### WRITTEN PROBLEM:
Each line below should be quoted exactly, please.

-------

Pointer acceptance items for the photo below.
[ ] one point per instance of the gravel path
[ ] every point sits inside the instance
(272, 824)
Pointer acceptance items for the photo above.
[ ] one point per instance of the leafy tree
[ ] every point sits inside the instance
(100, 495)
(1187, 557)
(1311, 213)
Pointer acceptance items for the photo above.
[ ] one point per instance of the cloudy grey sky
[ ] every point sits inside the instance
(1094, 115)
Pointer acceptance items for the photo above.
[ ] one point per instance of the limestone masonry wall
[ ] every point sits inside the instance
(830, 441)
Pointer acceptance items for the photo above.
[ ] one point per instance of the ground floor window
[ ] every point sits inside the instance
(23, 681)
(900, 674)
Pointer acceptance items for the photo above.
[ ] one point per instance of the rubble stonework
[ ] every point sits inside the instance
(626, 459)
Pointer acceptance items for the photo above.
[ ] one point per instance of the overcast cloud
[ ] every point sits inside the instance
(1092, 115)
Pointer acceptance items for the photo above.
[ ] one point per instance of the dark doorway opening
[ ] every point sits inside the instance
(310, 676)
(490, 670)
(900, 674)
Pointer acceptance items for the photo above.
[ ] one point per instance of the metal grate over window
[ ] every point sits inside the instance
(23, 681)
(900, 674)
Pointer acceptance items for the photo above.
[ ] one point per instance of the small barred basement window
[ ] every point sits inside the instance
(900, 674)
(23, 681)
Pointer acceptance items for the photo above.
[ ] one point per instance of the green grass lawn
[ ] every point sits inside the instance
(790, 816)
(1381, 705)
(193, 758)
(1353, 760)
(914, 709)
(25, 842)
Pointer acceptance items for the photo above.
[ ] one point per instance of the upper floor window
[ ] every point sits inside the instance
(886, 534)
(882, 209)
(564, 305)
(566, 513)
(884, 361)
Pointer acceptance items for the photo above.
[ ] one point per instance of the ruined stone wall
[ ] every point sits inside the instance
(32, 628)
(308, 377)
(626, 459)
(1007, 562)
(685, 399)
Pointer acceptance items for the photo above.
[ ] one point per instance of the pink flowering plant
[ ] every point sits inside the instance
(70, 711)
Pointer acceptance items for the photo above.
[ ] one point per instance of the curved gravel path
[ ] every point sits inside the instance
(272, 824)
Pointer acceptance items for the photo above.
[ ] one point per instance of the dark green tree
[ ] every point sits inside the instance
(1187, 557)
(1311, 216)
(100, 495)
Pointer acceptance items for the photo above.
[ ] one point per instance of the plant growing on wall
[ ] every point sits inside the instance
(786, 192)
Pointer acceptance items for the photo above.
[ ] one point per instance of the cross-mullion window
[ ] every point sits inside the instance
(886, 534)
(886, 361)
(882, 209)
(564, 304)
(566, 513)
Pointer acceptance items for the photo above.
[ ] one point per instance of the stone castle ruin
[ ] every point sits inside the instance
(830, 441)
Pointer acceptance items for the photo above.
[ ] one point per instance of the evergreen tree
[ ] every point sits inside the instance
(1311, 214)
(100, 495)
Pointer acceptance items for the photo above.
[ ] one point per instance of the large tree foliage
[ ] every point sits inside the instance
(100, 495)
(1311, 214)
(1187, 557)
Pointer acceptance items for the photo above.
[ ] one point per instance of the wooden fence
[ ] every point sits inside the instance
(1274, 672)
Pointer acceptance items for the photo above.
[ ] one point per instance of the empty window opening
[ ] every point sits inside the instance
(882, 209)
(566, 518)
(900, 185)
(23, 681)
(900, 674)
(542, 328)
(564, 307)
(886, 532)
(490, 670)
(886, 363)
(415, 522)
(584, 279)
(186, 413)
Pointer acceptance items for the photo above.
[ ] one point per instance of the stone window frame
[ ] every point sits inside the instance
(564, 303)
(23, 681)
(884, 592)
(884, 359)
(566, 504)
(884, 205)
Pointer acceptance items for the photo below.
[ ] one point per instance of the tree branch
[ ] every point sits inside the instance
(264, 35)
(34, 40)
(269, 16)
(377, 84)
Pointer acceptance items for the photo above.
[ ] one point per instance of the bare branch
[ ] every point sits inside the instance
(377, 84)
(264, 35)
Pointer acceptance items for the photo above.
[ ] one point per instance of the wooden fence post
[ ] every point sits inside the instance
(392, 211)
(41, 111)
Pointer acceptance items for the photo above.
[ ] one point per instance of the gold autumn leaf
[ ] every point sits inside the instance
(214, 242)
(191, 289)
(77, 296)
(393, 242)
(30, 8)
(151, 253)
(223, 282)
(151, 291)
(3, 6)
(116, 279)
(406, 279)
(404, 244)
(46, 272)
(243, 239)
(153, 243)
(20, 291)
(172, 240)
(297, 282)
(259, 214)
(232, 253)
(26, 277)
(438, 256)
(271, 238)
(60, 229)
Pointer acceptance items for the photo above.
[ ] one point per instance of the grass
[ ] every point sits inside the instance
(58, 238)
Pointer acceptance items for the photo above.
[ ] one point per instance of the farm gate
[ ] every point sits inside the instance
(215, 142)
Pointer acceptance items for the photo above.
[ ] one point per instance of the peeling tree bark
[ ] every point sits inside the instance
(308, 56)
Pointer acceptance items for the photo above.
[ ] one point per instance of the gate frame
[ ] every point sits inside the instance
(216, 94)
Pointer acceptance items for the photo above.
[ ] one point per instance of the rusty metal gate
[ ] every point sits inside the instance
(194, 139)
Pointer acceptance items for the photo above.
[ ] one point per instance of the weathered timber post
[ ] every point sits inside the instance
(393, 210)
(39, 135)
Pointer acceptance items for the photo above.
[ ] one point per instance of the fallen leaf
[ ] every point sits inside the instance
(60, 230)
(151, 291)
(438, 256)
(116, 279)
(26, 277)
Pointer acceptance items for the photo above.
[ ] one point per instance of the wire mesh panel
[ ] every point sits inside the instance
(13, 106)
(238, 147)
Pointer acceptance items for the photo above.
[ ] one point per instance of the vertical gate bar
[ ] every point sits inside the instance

-------

### OUTPUT FOR THIS TASK:
Pointer acceptance items for the photo below.
[ ] one point per instance of the gravel path
[ ] every point sits inside the instance
(272, 824)
Pointer acceptance items for the photo above.
[ ] one point per instance of the leafy tree
[ ] every point sits inside the instance
(100, 495)
(1187, 557)
(1311, 213)
Pointer acceptance items for the photo above.
[ ] one point per instance of the cloudy grey sky
[ ] every point sits inside the instance
(1094, 115)
Pointer acceptance items for the photo above.
[ ] one point per instance of the limestone masonry wall
[ ] every point sits inside the instance
(830, 441)
Pointer acceptance items for the photo above.
[ ] one point per instance of the ground floor window
[ ] every point sits inside the instance
(23, 681)
(900, 674)
Pointer acceptance items for the photo above.
[ ] one point per instance of the rubble stonework
[ ] every point sits inside the instance
(626, 459)
Pointer acceptance items for the photo above.
[ ] one point per instance of the overcast cloud
[ ] every point sits inside the instance
(1092, 115)
Pointer acceptance items for the photo above.
[ ] one point per instance of the dark doorway opening
[ ] every point sits inside the instance
(310, 676)
(490, 670)
(900, 674)
Pointer acceptance items for the photo above.
[ ] one point per instance of the metal grate over window
[ ] every point sits inside the instance
(23, 681)
(900, 674)
Pointer acceptance items for the photo above.
[ ] one point per instance of the small barred basement window
[ ] every point sits inside the instance
(900, 674)
(23, 681)
Pointer acceptance items for the photo above.
[ ] one point per instance of the green grass lawn
[ ] every point sits inside the instance
(790, 816)
(1381, 705)
(193, 758)
(1353, 760)
(914, 709)
(25, 842)
Pointer acceptance items for the photo above.
[ ] one point per instance of the upper floor window
[ ] every point sits inside the instance
(886, 534)
(882, 209)
(564, 305)
(566, 513)
(884, 361)
Pointer acceptance items for the photo above.
[ ] one point per instance of the ruined stone wall
[ ] every point sits inside the instance
(32, 628)
(308, 377)
(626, 459)
(1007, 562)
(685, 399)
Pointer acceptance items for the photo above.
[ ] one point per instance of the pink flowering plant
[ ] every point sits inside the instance
(70, 711)
Pointer acceptance items for the photo above.
[ ] one point per instance of the curved gravel path
[ ] every point sits inside the instance
(272, 824)
Pointer acceptance items for the photo above.
[ ] one point per instance of the dark green tree
[ ] every point sits inside the instance
(1187, 557)
(1311, 216)
(100, 495)
Pointer acceptance items for the photo above.
[ ] one point per instance of the plant growing on wall
[ ] every point sits inside the instance
(786, 192)
Pointer acceptance items for the photo above.
[ ] one point per instance of the cross-mullion window
[ ] every point sits inside the instance
(886, 534)
(886, 361)
(882, 209)
(564, 304)
(566, 513)
Pointer acceptance items for the photo above.
[ ] one point per instance of the stone castle ruin
[ ] every point sits inside the instance
(830, 441)
Pointer acceptance items for the photo above.
[ ] one point per instance of the evergreen tree
[ ] every point sits inside the instance
(1311, 214)
(100, 495)
Pointer acceptance items for the photo above.
[ ] one point per instance of the large tree foliage
[ ] every point sits inside the instance
(100, 495)
(1311, 214)
(1187, 557)
Pointer acceptance items for the photo above.
[ ] one point per instance of the wooden fence
[ ] every point sits inside the instance
(1274, 672)
Pointer acceptance items for the photo above.
[ ] one point per instance of the empty window opening
[ ] every point sits inside the instance
(882, 209)
(566, 518)
(900, 185)
(23, 681)
(900, 674)
(542, 328)
(564, 307)
(886, 532)
(490, 670)
(886, 363)
(415, 522)
(584, 279)
(186, 413)
Pointer acceptance items for the photo above.
[ ] one point per instance of the stone window frame
[ ] every point sits inside the instance
(564, 303)
(23, 681)
(884, 592)
(884, 359)
(566, 504)
(884, 205)
Pointer acceptance items for the photo below.
[ ] one point per instance of the tree branch
[ ] every point sits inside the instance
(264, 35)
(34, 40)
(269, 16)
(377, 84)
Pointer acceptance items for the photo above.
[ ] one point per instance of the bare branch
[ ] every point sits inside the instance
(377, 84)
(264, 35)
Pointer acceptance items for the photo above.
[ ] one point per instance of the wooden fence post
[ ] every point sits inside the instance
(392, 211)
(41, 111)
Pointer acceptance items for the photo above.
[ ] one point per instance of the gold autumn leaf
[ ] every point sits inside the instance
(214, 242)
(191, 289)
(77, 296)
(393, 242)
(30, 8)
(151, 253)
(223, 282)
(151, 291)
(3, 6)
(116, 279)
(406, 279)
(404, 244)
(46, 272)
(243, 239)
(153, 243)
(20, 291)
(172, 240)
(297, 282)
(259, 214)
(232, 253)
(26, 277)
(438, 256)
(271, 238)
(60, 229)
Pointer acceptance items for the photo above.
[ ] one point per instance of the grass
[ ] every point sits inside the instance
(58, 238)
Pointer acceptance items for the photo above.
[ ] one point per instance of the farm gate
[ ] every point sits inside the instance
(215, 142)
Pointer acceptance items for the photo above.
[ ] one point per instance of the peeling tree bark
[ ] every point sits inside the instance
(308, 56)
Pointer acceptance items for the photo above.
[ ] one point per instance of the gate frame
[ ] every point sits inside the instance
(216, 94)
Pointer acceptance items for the photo above.
[ ] one point per instance of the rusty metal gate
[ ] every point sits inside the instance
(194, 139)
Pointer acceptance items for the photo above.
[ ] one point per instance of the weathered timber post
[ ] every point sits inside the instance
(393, 210)
(39, 135)
Pointer acceptance items for the photo above.
[ ] one point per instance of the fallen leaf
[ ] every point sits inside the instance
(60, 230)
(151, 291)
(438, 256)
(116, 279)
(26, 277)
Pointer acceptance items for the photo above.
[ ] one point per instance of the wire mesh panel
[ ] every point sits inside the instance
(13, 106)
(238, 147)
Pointer acceptance items for the photo above.
[ ] one point per instance of the vertical gate bar
[ ] every point sits inside the instance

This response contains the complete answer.